Using the methods text below, decide whether each statement agrees with it: (a) in the neutral red assay, cells stayed in the neutral red solution for 2 h; (b) the statistical analysis was run in Prism version 6.0; (c) caspase-3 fluorescence was read at 488/520 nm excitation/emission wavelengths. For each, answer yes or no and quote the deciding words of the text.

> [Given text]:
..............................

Lysosomal Quantification

To quantify the accumulation of lysosomal acidic vesicles, MB49 cells were seeded in 96-well plates at a concentration of 1 × 105 cell/mL. After exposure with one dose of Ti(OH)4 at a concentration of 6.0 μg/mL for 12 h, cells were washed with PBS (1×) and exposed to a neutral red solution (30 μg/mL of neutral red in 1% DMEM FBS) (Sigma-Aldrich, USA) at 37 °C and 5% CO2 for 2 h. Cells were washed with PBS (1×), and the neutral red retained inside the lysosomes was eluted in a solution of ethanol (50% v/v) and acetic acid (1% v/v) for 10 min. Measurement of the lysosomotropic incorporation was estimated using a spectrophotometer with a wavelength range from 540 to 800 nm. Absorption values were converted into relative indices using the positive (10 μmol/L H2O2 for 30 min) and negative (culture medium) controls. The estimate of type II cell death was obtained by applying the unit index of acidic vesicle excess (AAU> 1), calculated by dividing the mean relative neutral red retention by the relative cell viability quantified by the resazurin assay, performed in parallel.[79]

Qualitatively, the excess of late lysosomes was verified by labeling the orange acridine fluorophore, since the cytoplasmic acidity transforms the green fluorophore into red. Therefore, the process was performed by seeding MB49 cells in coverslips placed on six-well plates at a concentration of 1 × 104 cells/mL, followed by treatment with one dose of Ti(OH)4 at a concentration of 6.0 μg/mL. A solution of 10 μmol/L of H2O2 (2 h of exposure) was used as a positive control, and an untreated culture was used as a negative control. After the exposure period, cells were washed with PBS (1×) and stained with 50 μL (1 mg/mL) of a acridine orange fluorophore (Sigma-Aldrich, USA) for 15 min in the absence of light. Cells were washed, and coverslips were assembled on slides for observation under a fluorescence microscope. Images were captured at 40× magnification.[80]

Quantification of Mitochondrial Electrical Potential

MB49 cells (1 × 104 cells/mL) were seeded in coverslips placed on six-well plates and treated with one dose of Ti(OH)4 at a concentration of 6.0 μg/mL. Cells were washed with DMEM, and 50 μL of rhodamine 123 solution (1 mg/mL in ethanol, Sigma-Aldrich, USA) was added for 15 min in the dark at 37 °C. Afterward, cells were washed with PBS (1×), and coverslips were assembled on slides for observation under a fluorescence microscope. Images were captured at 40× magnification and analyzed with an ImageJ software program.[81]

Caspase-3 Enzyme Activity

MB49 cells were seeded in six-well plates at a concentration of 1 × 105 cells/mL and treated with one dose of Ti(OH)4 at a concentration of 6 μg/mL. The assay for quantifying caspase enzymatic activity was performed using the EnzChekCaspase-3 kit (E-13183-Molecular Probe, Leiden, The Netherlands), following the protocol according to the manufacturer’s guidelines. Fluorescence measurements were performed using the Spectra-Max i3 (Molecular Devices) with 342/441 nm excitation/emission wavelengths.[82]

Statistical Analysis

Quantitative data were analyzed with one- and two-way ANOVA statistical tests with posthoc tests by either the Dunnett or Tukey tests. The results were expressed as a standard error of the mean (SEM). In cases where the results did not follow normality, the data were analyzed using the Kruskal–Wallis analysis of variance tes , and the Dunn test for two-by-two comparisons. The Prism software program version 5.0 (GraphPad Software), was used to perform the statistical analysis, and p < 0.05 values were considered significant.

..............................

> [Data to examine]:

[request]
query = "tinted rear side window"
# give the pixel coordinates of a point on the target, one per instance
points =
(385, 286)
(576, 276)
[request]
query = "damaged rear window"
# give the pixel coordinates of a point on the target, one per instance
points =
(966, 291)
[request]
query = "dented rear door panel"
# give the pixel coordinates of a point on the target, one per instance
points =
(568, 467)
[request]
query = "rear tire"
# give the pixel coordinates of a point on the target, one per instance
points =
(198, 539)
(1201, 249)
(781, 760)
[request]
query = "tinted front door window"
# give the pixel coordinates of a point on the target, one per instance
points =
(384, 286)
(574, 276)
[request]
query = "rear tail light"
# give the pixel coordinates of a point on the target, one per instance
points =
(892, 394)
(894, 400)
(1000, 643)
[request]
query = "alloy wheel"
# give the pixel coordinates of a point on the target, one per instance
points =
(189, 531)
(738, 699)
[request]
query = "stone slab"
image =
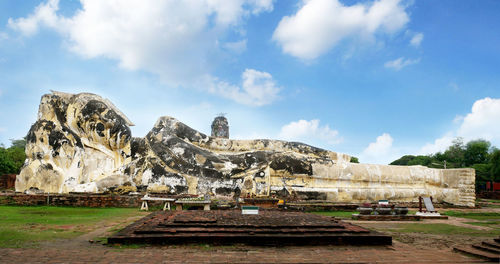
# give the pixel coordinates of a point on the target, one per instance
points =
(269, 227)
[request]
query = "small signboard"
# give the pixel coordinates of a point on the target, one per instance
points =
(383, 202)
(249, 210)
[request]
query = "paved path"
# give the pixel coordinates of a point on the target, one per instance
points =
(96, 253)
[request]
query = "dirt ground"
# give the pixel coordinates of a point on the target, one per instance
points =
(406, 248)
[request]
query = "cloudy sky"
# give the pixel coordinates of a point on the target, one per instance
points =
(374, 79)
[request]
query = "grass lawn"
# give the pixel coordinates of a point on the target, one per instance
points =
(440, 229)
(22, 226)
(476, 216)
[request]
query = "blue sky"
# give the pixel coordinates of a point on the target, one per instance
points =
(374, 79)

..............................

> [Finished task]:
(a) Yes: "at 37 °C and 5% CO2 for 2 h"
(b) No: "The Prism software program version 5.0 (GraphPad Software), was used to perform the statistical analysis"
(c) No: "with 342/441 nm excitation/emission wavelengths"